** BEGIN **
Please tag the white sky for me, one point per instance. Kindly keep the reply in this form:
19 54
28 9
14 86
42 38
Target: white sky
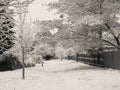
38 10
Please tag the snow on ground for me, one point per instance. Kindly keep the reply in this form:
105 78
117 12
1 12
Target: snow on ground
61 75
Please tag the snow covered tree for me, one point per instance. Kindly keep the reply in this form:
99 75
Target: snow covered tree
6 26
101 16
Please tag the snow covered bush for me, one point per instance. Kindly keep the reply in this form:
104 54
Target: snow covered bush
9 61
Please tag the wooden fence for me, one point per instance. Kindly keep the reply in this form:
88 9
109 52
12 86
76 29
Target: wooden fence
112 59
92 60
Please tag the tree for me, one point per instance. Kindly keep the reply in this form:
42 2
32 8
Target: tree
101 16
21 9
6 26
** END **
◆ Work to do: Copy the part of the data that opens with the line containing "Please tag the tree" and closes at the end of the data, with each answer point coordinate increased by 135. Leave the requests and their sample numbers unchanged.

◆ The answer:
Please tag the tree for me, one point per instance. Kindly keep the reply in this form:
42 2
32 8
Target: tree
236 151
156 144
141 161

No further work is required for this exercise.